_SELECTED EXTRACT_.
▬▬▬▬▬▬▬▬▬▬
Risk of major adverse cardiovascular events varies with dynamic metabolic syndrome status

1. In this retrospective study involving South Koreans with no history of major adverse cardiovascular events (MACE), persons who developed metabolic syndrome (MetS) within the three-year inclusion period were at significantly increased risk of MACE versus those who remained free of the condition. Persons who had MetS at the beginning of the study and recovered before the end faced a significantly lower MACE risk compared to those who did not.

2. While MetS-developed and MetS chronic patients had similar risks for MACE, patients in the MetS-recovery group retained a higher risk than patients in the MetS-free group, underscoring the immediacy and persistence of the condition’s effects on the cardiovascular system.

Evidence Rating Level: 2 (Good)

Study Rundown: While it is well known that patients with metabolic syndrome (MetS) face an increased risk for major adverse cardiovascular events (MACE), it is unclear whether development of or recovery from MetS affects the incidence rate of MACE. Given the increasing medical burden of these concomitant illnesses, it is essential to better characterize this association. This study relied on health screening data from the National Health Insurance Service of Korea and found that MACE risk varied strongly with dynamic MetS status during the three-year inclusion period. The MetS-chronic group faced the highest risk, followed by the MetS-developed, MetS-recovery, and MetS-free groups, respectively. The components of MetS were analyzed, and hypertension was found to have the strongest association with MACE risk. These results support preventative public health policies and highlight the clinical importance of a MetS history. A major strength of this study was that it utilized comprehensive health information from an extremely large population. However, this study’s retrospective nature made it difficult to detecting confounding factors, and the short follow-up and homogenous cohort composition affected generalizability of findings.
▬▬▬▬▬▬▬▬▬▬
_DATA RECORDS_.

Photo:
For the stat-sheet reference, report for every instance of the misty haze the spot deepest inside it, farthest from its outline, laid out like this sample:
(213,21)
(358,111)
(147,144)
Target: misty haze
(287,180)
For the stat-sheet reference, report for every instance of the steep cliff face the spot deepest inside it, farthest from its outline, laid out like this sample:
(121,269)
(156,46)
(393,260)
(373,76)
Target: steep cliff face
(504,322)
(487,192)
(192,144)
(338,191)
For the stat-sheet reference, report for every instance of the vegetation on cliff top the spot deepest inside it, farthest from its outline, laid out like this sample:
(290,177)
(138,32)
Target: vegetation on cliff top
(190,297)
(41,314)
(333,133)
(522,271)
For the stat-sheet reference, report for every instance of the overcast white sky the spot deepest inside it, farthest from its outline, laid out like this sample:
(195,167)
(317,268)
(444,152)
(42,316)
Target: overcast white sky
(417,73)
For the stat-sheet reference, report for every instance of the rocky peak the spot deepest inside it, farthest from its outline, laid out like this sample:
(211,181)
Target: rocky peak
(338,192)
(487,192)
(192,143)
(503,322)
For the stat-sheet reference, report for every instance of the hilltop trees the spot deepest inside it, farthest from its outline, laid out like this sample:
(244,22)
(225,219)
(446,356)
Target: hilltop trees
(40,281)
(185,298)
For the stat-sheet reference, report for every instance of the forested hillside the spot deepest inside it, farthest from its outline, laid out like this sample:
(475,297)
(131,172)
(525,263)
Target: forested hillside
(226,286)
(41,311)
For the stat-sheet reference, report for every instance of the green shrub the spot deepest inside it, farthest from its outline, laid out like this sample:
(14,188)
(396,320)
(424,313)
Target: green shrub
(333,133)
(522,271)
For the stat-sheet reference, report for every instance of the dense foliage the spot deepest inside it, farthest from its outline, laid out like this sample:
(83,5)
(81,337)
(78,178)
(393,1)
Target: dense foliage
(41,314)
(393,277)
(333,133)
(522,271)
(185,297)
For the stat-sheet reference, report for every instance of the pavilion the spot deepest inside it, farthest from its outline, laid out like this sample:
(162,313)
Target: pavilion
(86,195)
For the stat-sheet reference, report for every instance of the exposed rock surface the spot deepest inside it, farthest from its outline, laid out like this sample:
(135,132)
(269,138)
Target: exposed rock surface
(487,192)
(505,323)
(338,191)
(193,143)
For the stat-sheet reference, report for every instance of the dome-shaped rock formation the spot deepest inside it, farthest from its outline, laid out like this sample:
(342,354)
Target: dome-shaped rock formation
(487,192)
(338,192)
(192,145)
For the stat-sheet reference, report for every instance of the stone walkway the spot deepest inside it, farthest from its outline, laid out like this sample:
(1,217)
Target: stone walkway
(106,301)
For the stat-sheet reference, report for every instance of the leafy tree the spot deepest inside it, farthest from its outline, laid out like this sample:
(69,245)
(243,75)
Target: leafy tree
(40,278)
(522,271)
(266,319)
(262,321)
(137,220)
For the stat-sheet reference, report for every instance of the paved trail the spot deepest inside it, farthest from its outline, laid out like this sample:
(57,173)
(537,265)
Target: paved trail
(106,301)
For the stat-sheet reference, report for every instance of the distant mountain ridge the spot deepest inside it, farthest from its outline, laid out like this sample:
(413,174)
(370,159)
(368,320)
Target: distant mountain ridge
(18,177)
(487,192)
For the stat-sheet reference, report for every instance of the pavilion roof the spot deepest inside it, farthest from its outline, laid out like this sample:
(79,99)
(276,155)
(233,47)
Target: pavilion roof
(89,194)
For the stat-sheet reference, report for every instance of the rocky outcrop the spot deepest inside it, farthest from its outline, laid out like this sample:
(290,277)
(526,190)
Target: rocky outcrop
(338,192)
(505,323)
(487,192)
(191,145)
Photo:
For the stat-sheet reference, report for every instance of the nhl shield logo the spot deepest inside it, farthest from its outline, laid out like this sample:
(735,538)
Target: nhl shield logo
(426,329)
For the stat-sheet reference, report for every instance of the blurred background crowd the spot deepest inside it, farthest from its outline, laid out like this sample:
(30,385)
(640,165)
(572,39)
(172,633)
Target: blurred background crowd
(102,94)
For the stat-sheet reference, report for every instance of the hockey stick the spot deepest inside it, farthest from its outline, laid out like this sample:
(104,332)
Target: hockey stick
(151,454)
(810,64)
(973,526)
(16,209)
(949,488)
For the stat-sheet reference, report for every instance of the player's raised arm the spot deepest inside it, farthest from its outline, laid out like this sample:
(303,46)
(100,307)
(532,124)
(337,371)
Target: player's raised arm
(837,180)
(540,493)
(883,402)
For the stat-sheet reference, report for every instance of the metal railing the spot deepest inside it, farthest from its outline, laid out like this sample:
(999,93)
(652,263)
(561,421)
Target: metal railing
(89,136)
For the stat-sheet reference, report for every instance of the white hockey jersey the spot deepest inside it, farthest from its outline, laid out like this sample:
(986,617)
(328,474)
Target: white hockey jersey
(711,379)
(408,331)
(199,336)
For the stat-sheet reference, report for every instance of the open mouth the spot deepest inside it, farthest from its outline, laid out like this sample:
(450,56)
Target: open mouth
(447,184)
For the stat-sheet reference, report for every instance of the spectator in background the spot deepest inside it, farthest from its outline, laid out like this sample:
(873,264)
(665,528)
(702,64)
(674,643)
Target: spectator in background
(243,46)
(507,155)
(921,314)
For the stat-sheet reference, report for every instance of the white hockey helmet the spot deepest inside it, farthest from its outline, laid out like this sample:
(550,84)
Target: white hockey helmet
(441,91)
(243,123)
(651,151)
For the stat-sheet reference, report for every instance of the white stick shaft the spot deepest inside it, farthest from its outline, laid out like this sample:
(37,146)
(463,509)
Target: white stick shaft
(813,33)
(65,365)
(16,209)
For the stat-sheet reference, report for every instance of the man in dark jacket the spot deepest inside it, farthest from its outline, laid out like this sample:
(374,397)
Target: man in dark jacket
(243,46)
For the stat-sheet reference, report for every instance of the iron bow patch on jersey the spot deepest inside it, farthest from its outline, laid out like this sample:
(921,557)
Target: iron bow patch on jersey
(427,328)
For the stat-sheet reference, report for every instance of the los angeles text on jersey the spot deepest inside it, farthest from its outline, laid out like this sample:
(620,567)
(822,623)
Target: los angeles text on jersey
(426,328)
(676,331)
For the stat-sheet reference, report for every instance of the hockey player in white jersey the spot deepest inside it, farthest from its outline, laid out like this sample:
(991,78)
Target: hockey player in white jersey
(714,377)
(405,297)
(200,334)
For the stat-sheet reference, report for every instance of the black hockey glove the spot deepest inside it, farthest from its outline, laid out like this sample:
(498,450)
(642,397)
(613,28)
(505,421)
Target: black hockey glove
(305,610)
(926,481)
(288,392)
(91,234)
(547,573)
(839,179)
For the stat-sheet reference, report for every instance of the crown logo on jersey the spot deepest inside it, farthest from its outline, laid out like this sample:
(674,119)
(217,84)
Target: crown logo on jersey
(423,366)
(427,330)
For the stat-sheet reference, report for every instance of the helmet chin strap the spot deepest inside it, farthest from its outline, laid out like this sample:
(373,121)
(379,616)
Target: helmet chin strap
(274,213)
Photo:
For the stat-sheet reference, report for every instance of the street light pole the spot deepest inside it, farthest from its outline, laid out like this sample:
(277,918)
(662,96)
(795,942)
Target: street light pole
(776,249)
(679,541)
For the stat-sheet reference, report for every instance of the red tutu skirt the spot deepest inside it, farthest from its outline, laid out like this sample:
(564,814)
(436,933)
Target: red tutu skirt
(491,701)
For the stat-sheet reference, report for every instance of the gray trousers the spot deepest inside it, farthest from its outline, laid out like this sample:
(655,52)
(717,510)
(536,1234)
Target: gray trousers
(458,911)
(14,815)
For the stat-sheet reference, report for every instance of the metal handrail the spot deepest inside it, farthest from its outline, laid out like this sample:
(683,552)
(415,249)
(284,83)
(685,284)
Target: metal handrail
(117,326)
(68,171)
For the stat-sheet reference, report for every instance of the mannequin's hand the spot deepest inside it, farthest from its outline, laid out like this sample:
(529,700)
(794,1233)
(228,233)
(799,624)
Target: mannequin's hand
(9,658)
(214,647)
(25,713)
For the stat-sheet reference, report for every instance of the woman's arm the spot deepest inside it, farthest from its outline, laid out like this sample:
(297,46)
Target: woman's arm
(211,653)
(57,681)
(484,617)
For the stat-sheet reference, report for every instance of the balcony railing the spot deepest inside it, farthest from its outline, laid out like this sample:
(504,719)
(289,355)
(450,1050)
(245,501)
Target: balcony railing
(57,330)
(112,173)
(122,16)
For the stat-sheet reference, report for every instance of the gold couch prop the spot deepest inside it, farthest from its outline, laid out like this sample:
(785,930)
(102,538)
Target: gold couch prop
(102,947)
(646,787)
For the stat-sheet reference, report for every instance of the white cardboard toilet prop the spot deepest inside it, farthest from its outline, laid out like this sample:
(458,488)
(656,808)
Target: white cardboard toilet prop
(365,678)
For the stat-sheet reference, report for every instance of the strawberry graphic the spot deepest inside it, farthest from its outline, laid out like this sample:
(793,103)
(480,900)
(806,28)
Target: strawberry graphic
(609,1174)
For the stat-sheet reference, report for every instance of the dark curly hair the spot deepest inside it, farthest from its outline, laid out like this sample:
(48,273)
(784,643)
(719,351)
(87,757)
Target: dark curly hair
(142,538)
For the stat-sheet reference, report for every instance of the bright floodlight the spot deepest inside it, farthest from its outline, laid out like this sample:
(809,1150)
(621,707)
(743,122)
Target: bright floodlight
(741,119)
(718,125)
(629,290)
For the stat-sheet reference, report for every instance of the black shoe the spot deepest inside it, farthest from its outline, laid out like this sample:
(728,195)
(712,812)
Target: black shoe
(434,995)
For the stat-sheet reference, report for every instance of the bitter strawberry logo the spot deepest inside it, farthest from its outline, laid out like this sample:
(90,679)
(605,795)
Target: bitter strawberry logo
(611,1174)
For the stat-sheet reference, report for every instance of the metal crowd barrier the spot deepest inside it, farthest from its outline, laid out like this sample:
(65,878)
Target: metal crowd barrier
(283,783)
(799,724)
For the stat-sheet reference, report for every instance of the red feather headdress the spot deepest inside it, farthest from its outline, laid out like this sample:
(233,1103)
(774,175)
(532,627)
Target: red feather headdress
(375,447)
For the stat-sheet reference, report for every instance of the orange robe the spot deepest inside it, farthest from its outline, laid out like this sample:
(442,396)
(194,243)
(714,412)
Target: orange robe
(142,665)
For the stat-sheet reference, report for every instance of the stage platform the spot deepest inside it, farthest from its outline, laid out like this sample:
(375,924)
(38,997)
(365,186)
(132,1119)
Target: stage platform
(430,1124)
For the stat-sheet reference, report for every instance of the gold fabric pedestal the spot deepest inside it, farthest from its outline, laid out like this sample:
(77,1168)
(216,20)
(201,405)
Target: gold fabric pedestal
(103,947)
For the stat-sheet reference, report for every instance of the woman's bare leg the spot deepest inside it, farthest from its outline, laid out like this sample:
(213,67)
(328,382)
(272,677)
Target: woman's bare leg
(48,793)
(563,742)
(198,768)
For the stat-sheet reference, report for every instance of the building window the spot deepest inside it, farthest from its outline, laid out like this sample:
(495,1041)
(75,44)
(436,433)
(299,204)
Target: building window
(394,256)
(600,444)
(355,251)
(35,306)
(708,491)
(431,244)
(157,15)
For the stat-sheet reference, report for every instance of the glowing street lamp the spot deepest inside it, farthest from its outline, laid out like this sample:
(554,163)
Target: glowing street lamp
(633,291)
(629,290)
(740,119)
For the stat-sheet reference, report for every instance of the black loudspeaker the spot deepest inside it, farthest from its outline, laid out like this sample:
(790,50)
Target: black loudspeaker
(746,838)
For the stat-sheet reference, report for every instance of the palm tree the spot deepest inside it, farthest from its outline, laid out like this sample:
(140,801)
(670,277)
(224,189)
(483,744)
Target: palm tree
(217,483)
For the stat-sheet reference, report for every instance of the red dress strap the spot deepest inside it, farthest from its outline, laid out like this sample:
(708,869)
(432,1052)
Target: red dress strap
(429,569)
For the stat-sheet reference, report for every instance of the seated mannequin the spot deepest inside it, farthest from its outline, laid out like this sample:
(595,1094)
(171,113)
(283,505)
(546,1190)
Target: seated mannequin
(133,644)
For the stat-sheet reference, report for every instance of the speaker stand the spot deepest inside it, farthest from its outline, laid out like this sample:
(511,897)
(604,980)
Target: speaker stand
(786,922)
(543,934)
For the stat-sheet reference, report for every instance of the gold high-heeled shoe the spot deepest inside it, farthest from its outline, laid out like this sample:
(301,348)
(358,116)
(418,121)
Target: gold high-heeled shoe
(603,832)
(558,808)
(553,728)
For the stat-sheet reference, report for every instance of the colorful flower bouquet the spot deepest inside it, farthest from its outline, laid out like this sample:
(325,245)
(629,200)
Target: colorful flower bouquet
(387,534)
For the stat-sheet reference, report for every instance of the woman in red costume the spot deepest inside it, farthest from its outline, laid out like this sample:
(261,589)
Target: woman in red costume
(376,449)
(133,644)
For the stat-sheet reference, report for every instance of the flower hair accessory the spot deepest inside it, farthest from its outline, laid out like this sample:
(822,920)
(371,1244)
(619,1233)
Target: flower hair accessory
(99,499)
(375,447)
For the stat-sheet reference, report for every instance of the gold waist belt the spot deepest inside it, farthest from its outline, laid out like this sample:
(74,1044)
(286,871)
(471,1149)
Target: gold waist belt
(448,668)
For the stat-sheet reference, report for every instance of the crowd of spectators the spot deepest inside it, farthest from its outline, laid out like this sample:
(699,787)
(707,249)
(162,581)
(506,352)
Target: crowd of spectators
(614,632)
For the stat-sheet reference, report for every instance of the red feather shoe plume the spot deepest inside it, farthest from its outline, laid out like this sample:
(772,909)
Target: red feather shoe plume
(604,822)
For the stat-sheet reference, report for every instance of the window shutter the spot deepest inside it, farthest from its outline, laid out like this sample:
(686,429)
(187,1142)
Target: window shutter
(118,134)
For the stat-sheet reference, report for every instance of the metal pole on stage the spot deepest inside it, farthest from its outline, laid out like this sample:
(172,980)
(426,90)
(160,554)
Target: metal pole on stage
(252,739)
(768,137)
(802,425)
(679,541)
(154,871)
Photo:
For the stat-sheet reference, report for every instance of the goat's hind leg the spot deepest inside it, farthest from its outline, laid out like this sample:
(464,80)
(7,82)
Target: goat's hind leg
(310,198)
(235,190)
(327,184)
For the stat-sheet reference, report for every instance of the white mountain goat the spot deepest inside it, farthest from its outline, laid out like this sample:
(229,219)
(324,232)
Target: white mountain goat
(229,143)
▬▬▬▬▬▬▬▬▬▬
_TASKS FOR THIS EXERCISE_.
1. Answer these from the summary of the metabolic syndrome study:
(a) What evidence rating level does the study get?
(b) Which component of metabolic syndrome had the strongest link to MACE risk?
(c) Whose health screening data did the study rely on?
2. Extend the summary of the metabolic syndrome study, picking up right after its last sentence.

_SOLVED TASKS_.
1.
(a) Level 2 (Good)
(b) Hypertension
(c) The National Health Insurance Service of Korea

2.
Click here to read the study in Annals of Internal Medicine

Relevant Reading: The Global Epidemic of the Metabolic Syndrome

In-Depth [retrospective cohort]: In this nationwide population-based study, South Korean adults with no history of MACE were divided into four categories according to MetS status over a 3-year timeframe. Over 9.5 million persons met the inclusion criteria of identifiable MetS status at 3 or more health examinations during the inclusion period. Some exclusion criteria were transient change in MetS status, change in MetS status at the third examination, and underlying kidney function impairment. Persons were considered to have MetS if they displayed 3 or more of the following components: increased waist circumference (≥90 cm for Asian men and ≥80 cm for Asian women); elevated triglyceride level (≥50 mg/dL); reduced high-density lipoprotein cholesterol level (<40 mg/dL for men and 50 mg/dL for women); elevated blood pressure (systolic ≥130 mm Hg and/or diastolic ≥80 mm Hg); and elevated fasting glucose level (≥100 mg/dL). Of these components, development of and recovery from hypertension had the greatest impacts on MACE risk. MACE occurred most frequently in the MetS-chronic group (8.52 events per 1000 person-years) and MetS-developed group (6.05 events per 1000 person-years). The MetS-recovery group (4.55 events per 1000 person-years) and MetS-free group (1.92 events per 1000 person-years) faced the lowest risk of MACE.